_Information shown_
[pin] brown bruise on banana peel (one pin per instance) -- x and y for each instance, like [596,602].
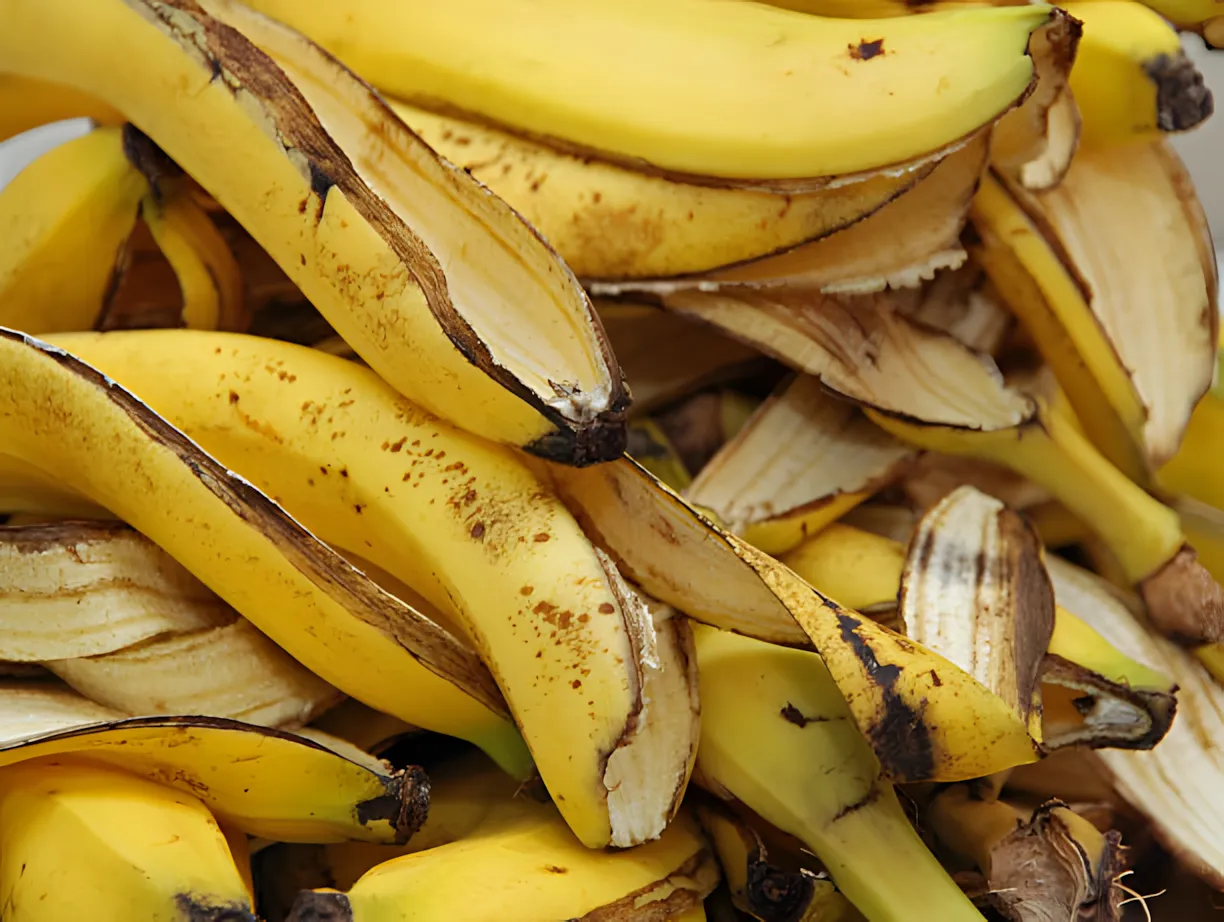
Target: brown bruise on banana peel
[1042,871]
[431,645]
[974,569]
[769,893]
[1058,26]
[683,889]
[1182,101]
[1109,714]
[289,119]
[1022,136]
[1184,601]
[403,803]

_Written exercise_
Put every line of the records above into a JSON list of strings, one string per line, skipping blank lines. Leave the pictures out.

_Correct response_
[
  "[pin] brown bruise on banana peel (one pin per instance) -- x and y for each instance, like [596,602].",
  "Target: brown bruise on banana peel",
  "[1042,871]",
  "[431,645]",
  "[974,569]",
  "[769,893]",
  "[1058,26]",
  "[683,889]",
  "[1182,101]",
  "[1109,714]",
  "[289,119]",
  "[1022,136]",
  "[1184,601]",
  "[403,803]"
]